Grand Slam gladiator Novak Djokovic called out a heckler tonight then silenced the fan with a fierce finish.

Annoyed by a fan berating him behind the baseline, Djokovic finally had enough.

In the early stages of the fourth set, he turned, walked to the black back wall, stared down the disruptor and challenged the fan “come say it to my face.”

More: Alcaraz Grounds Gasquet in AO Opener

That intense exchange was the fire that fueled defending champion Djokovic to a 6-3, 4-6, 7-6(5), 6-3 triumph over Aussie Alexei Popyrin to battle into the Australian Open third round for the 16th time.

“Look, I don’t want to be in those types of situations,” Djokovic said afterward. “I was flat I guess emotionally. Game-wise I was quite flat for some part of the match, end of second set, most of the third set.

“Maybe that was needed for me to be shaken up a bit and start to find the kind of intensity on the court that I needed to have all match.”

Asked afterward what the fan was yelling at him, Djokovic replied “you don’t want to know” before sharing what happened when he reached his boiling point.

“I was tolerating it for most of the match. At one point I had enough, and I asked him whether he wants to come down and tell it to my face,” Djokovic said. “When you confront somebody, unfortunately for him, he didn’t have the courage to come down.

“That’s what I was asking him. If you have courage, if you’re such a tough man, tough guy, come down and tell it to my face, and let’s have a discussion about it. He was apologizing from far away. That’s all it is.”

The 10-time AO champion said he has no issue with fans expressing themselves, but said when apparently inebriated fans cross the verbal line he will not tolerate it. 

“I’m not going to sit and say it’s all good. It’s not good,” Djokovic said. “Of course, it upsets me. I’m frustrated. I don’t want to be experiencing that, but I have to accept it as it is.

“Sometimes I don’t tolerate when somebody crosses the line. That’s it. That’s what happened. People have a few drinks… I guess late at night as well, that probably also has an effect on how they feel and behave. That’s okay. People pay tickets to come and watch us. They want to see the show.”

It’s the second straight year heckling from AO fans fired up Djokovic to second-round victory.

A group of fans dressed as the famed Where’s Waldo character (called Where’s Wally Down Under) in matching red-and-white striped shirts and matching beanies were busy giving Djokovic the business during his 2023 Australian Open second-round win over Enzo Couacaud.

In the 2023 incident, Djokovic was coping with a cranky left hamstring injury, a tricky French qualifier on the opposite side of the net and a few unruly fans who sometimes screamed before or during his serve motion. Fellow fans tried to discourage the disruptors before Djokovic took matters into his own hands. 

Tonight, Djokovic delivered a resounding message to rowdy fans. If you get vulgar, you will get called out.

“If somebody crosses the line, I’m going to take it to him, as I did to this guy, ask him if he wants to come closer and tell me what he wants to tell me. Offend me, insult me as he did,” Djokovic said. “That’s all it is. He was not really keen on coming down. That’s what it was.”

Data lines:
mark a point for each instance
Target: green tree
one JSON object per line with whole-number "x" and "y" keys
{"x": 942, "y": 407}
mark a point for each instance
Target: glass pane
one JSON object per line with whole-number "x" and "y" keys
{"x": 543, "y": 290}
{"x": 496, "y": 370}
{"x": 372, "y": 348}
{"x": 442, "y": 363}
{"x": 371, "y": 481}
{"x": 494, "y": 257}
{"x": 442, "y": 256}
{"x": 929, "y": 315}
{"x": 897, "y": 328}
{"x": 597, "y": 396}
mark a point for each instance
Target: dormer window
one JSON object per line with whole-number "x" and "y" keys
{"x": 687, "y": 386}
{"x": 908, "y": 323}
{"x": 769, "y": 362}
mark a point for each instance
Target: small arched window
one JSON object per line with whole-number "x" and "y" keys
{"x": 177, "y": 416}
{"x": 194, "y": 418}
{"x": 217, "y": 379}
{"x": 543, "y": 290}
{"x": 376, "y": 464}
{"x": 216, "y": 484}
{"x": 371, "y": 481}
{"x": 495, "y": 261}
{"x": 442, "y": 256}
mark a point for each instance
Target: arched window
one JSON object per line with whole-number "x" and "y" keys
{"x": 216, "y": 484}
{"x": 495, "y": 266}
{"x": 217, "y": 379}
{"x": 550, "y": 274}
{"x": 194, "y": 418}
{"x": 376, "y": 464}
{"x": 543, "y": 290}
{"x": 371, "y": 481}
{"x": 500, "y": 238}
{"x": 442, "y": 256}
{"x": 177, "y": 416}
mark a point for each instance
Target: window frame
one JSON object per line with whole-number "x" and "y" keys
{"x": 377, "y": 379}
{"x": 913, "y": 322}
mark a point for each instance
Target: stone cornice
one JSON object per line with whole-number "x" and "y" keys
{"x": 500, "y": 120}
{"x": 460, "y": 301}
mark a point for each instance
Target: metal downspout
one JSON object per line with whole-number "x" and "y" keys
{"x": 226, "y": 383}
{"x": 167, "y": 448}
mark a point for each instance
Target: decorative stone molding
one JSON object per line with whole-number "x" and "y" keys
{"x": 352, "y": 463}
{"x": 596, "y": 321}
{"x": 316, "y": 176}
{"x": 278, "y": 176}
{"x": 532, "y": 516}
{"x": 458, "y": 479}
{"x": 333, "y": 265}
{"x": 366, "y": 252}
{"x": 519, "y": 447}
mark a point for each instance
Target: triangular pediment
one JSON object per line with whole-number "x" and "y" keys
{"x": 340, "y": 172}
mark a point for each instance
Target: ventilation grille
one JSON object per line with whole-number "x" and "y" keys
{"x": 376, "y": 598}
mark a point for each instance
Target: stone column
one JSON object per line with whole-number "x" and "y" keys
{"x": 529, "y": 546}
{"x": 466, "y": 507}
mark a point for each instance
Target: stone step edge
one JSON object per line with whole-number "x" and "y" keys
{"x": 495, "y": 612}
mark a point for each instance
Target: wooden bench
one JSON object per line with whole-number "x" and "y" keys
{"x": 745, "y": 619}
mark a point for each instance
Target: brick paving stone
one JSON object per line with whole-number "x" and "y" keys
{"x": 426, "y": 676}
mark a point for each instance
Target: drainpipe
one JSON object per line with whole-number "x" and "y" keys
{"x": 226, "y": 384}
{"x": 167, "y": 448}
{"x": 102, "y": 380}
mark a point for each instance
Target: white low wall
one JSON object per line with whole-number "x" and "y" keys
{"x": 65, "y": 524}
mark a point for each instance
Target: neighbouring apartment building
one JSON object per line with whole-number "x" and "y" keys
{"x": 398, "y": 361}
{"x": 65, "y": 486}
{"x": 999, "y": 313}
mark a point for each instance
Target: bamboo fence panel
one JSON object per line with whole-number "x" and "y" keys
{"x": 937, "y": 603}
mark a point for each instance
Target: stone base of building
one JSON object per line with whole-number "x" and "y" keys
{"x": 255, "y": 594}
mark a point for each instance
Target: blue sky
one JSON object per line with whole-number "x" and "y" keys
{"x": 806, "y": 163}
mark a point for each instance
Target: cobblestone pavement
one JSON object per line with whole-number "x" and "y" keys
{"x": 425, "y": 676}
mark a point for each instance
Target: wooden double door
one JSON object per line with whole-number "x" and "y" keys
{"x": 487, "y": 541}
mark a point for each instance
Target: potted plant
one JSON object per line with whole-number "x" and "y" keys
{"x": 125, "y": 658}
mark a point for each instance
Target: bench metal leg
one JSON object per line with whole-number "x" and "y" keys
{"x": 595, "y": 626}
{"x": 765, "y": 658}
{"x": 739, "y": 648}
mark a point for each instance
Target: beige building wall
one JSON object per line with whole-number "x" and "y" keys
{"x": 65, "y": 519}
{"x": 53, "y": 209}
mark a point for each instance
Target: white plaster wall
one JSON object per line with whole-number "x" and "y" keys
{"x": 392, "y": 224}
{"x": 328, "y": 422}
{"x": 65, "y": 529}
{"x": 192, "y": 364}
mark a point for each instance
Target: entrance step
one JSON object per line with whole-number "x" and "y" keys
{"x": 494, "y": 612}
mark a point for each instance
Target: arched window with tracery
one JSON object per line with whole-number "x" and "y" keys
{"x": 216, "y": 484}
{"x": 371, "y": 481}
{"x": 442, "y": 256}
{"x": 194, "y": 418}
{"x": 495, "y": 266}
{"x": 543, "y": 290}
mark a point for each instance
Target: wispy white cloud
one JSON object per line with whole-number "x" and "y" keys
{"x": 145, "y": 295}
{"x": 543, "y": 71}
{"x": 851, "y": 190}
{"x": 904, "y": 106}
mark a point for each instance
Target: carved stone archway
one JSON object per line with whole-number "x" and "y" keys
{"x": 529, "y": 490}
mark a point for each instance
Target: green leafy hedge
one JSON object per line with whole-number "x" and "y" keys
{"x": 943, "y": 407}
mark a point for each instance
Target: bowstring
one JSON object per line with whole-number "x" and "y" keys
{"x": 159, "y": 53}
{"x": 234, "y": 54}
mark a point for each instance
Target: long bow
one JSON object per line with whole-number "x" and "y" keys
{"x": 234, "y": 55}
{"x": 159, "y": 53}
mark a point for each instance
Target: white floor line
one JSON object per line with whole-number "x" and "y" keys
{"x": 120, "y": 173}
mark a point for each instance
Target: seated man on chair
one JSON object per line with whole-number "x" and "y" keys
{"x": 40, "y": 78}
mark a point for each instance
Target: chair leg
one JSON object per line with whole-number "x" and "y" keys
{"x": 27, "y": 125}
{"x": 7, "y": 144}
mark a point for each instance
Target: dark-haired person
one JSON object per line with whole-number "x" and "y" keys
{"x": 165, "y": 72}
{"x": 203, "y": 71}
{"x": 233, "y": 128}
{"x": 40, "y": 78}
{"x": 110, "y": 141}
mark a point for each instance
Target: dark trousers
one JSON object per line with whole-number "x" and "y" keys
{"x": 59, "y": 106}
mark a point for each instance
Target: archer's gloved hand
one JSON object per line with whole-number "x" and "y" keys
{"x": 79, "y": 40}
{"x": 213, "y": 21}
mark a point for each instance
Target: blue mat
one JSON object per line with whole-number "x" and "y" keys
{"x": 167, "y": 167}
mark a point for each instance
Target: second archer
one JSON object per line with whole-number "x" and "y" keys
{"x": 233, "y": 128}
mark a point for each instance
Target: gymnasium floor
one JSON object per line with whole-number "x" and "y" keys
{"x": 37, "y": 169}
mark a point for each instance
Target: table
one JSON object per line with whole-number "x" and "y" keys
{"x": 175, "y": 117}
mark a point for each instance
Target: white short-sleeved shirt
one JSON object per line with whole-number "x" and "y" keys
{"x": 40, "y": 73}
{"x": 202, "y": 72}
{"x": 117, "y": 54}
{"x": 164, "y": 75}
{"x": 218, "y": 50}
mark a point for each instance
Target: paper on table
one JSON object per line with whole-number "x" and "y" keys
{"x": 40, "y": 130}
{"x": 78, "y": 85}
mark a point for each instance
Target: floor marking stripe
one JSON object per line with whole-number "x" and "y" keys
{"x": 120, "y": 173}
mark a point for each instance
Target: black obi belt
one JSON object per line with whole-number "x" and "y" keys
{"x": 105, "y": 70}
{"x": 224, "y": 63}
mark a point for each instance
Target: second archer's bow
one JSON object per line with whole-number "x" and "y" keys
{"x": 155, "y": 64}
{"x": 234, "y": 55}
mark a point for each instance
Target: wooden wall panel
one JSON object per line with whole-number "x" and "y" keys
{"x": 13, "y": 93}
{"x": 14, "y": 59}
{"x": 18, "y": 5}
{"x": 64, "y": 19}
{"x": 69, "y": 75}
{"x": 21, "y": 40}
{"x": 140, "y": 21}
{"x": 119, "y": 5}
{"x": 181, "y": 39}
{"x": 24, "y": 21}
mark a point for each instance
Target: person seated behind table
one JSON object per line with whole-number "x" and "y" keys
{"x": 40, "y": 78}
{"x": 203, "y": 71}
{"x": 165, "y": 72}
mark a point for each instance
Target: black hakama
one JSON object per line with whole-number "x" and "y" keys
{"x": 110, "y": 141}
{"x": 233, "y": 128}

• _WHAT TO DO_:
1. According to the article about Djokovic and the heckler, what was the final score of his match against Alexei Popyrin?
2. In the article about Djokovic and the heckler, why does Djokovic say the exchange with the fan may have been needed?
This material was taken from a different source than the text.

• _RESULTS IN ORDER_:
1. Djokovic won 6-3, 4-6, 7-6(5), 6-3.

2. Djokovic says he was flat emotionally and in his game for parts of the match, including the end of the second set and most of the third. He suggests the confrontation shook him up and helped him find the intensity he needed to have all match.